▶ _TUGAS_:
1. Menurut teks tentang pernikahan di Bangsal Kepatihan, apa yang dilambangkan oleh warna merah pada kain sindur?
2. Salinlah dengan tepat bagian teks tentang pernikahan di Bangsal Kepatihan, dimulai dari kata-kata "Siang itu, ketika" dan diakhiri setelah kata-kata "hajatan Sang Raja.".

───── TEKS BACAAN ─────

Siang itu, ketika upacara panggih selesai berlangsung, saya melangkahkan kaki menuju Bangsal Kepatihan di Jalan Malioboro, tempat resepsi pernikahan akan digelar. Bangsal Kepatihan yang saat ini masih aktif digunakan sebagai kantor Pemerintah Provinsi DIY itu masih sepi ketika saya tiba. Tampak para petugas dekorasi dan katering lalu-lalang mengerjakan tugasnya. Di sebuah sudut, beberapa orang tampak sibuk merangkai bunga berwarna oranye dan hiasan janur. Mereka adalah pecinta kegiatan merangkai bunga yang tergabung ke dalam sebuah asosiasi perangkai bunga di Yogyakarta. “Kami sudah ketiga kalinya terlibat dalam pernikahan putri-putri Sultan HB X,” kata pak wanto, salah satu perangkai bunga. Penuturan mereka menyiratkan kebanggaan bisa terlibat dalam hajatan Sang Raja.

Menuju pendopo utama, terlihat pelaminan indah khas Jawa berhias bunga berwarna dominan putih dan hijau. Cukup sederhana untuk ukuran kerajaan, namun sangat elegan bertatahkan ornamen ukiran dan roncean bunga melati yg mengelilinginya. Memandang sekeliling, saya menangkap warna oranye disisipkan pada berbagai benda pendukung, seperti tenda tamu, bunga hiasan meja, dan bunga-bunga diatas kotak hadiah. Tak heran karena GKR Bendara menyebut oranye sebagai warna kesukaannya.

Janur-janur kuning terlihat menjuntai di sepanjang Jalan Malioboro sampai Gedung Kepatihan sepanjang 2 km, sebagai penanda sedang dilaksanakannya sebuah hajatan. Janur, daun kelapa yang masih muda dan berwarna kuning cerah, dimaknai sebagai do’a atau cita-cita mulia untuk menggapai cahaya Ilahi dengan dibarengi hati yang bening. Beda dengan pemasangan janur pada umumnya, kali ini pada setiap janur diikatkan secarik kain batik berwarna merah-putih. Kain bercorak yang dinamakan sindur tersebut biasanya dipakai oleh orang tua pengantin adat Yogyakarta saat mendampingi di pelaminan. Warna merah melambangkan laki-laki sedangkan putihnya adalah perempuan. Padanya tersirat sebuah do’a akan kesuburan dan kemakmuran bagi pengantin. Begitulah. Melangkahkan kaki di Yogyakarta, apalagi pada saat prosesi tradisi agung seperti ini, menghadapkan kita pada berbagai simbol yang sarat makna...

───── DATA ─────

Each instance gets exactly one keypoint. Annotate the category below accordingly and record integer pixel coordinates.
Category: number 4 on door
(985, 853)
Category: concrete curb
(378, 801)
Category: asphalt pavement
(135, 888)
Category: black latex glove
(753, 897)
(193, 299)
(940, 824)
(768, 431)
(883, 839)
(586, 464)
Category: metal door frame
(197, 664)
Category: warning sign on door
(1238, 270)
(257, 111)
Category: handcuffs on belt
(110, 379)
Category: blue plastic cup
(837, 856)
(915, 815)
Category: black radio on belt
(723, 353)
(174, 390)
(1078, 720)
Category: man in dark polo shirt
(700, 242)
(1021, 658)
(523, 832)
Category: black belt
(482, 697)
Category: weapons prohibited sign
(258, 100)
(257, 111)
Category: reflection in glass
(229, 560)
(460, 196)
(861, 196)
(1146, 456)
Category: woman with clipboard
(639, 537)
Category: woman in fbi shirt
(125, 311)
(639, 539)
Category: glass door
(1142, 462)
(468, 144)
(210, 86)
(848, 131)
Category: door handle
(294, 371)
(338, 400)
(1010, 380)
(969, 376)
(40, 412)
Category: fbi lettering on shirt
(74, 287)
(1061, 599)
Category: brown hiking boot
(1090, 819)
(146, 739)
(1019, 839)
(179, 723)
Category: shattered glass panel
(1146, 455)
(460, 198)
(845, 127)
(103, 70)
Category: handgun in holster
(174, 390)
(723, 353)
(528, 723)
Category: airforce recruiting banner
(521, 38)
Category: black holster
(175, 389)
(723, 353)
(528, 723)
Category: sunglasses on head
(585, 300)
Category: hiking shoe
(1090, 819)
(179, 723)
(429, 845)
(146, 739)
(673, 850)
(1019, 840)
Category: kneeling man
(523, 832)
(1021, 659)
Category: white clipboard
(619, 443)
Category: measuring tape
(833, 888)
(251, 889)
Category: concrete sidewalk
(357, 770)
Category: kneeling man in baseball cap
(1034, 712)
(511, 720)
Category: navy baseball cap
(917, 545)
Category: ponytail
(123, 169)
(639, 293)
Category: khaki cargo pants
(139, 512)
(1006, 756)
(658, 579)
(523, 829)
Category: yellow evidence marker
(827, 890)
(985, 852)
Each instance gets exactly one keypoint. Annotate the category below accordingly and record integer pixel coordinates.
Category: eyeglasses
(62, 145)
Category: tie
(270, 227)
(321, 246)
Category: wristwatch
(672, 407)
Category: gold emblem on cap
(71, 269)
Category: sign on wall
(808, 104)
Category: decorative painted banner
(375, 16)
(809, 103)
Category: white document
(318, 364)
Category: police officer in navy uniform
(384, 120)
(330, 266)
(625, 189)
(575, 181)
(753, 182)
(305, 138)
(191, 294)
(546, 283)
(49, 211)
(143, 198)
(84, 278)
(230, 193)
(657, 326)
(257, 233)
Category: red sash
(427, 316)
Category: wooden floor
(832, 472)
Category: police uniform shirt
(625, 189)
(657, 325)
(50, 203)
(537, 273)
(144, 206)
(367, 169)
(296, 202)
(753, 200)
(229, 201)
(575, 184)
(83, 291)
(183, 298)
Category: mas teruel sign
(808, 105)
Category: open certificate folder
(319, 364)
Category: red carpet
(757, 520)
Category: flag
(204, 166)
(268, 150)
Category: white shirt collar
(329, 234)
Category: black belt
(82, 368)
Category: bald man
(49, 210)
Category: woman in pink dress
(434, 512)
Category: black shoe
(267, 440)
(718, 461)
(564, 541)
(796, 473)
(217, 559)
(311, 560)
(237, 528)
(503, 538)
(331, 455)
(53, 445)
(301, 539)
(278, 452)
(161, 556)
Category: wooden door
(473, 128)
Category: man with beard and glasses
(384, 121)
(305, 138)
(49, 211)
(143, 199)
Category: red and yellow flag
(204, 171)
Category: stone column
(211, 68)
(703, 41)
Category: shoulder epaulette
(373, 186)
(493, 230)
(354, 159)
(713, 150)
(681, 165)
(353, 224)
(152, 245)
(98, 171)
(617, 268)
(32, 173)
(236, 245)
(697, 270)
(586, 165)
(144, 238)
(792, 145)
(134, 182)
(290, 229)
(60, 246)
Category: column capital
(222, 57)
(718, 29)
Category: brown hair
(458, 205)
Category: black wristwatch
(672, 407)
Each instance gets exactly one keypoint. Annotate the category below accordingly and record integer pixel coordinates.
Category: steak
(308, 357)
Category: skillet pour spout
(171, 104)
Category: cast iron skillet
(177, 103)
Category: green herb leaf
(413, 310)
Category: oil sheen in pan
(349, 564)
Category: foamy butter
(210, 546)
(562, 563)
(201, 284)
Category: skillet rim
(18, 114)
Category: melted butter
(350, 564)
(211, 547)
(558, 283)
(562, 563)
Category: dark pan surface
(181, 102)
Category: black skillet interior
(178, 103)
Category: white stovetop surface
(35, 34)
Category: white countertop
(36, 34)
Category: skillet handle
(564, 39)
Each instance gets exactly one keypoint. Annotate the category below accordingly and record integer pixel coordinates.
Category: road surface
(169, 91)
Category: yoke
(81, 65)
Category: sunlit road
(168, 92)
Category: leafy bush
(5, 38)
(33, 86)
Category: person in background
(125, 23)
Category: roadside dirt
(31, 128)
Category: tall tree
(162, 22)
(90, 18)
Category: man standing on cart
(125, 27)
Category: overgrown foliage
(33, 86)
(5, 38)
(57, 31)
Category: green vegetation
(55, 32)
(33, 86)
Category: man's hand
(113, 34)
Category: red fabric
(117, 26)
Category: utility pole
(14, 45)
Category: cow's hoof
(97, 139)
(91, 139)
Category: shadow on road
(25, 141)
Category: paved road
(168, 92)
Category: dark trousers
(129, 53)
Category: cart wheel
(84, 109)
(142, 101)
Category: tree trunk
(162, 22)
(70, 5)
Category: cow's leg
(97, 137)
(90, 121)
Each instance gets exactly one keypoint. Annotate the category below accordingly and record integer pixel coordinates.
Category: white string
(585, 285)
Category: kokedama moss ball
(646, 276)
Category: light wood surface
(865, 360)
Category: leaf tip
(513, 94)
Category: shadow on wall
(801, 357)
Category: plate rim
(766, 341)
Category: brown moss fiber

─────

▶ _JAWABAN AKHIR_:
1. Warna merah melambangkan laki-laki.

2.
Siang itu, ketika upacara panggih selesai berlangsung, saya melangkahkan kaki menuju Bangsal Kepatihan di Jalan Malioboro, tempat resepsi pernikahan akan digelar. Bangsal Kepatihan yang saat ini masih aktif digunakan sebagai kantor Pemerintah Provinsi DIY itu masih sepi ketika saya tiba. Tampak para petugas dekorasi dan katering lalu-lalang mengerjakan tugasnya. Di sebuah sudut, beberapa orang tampak sibuk merangkai bunga berwarna oranye dan hiasan janur. Mereka adalah pecinta kegiatan merangkai bunga yang tergabung ke dalam sebuah asosiasi perangkai bunga di Yogyakarta. “Kami sudah ketiga kalinya terlibat dalam pernikahan putri-putri Sultan HB X,” kata pak wanto, salah satu perangkai bunga. Penuturan mereka menyiratkan kebanggaan bisa terlibat dalam hajatan Sang Raja.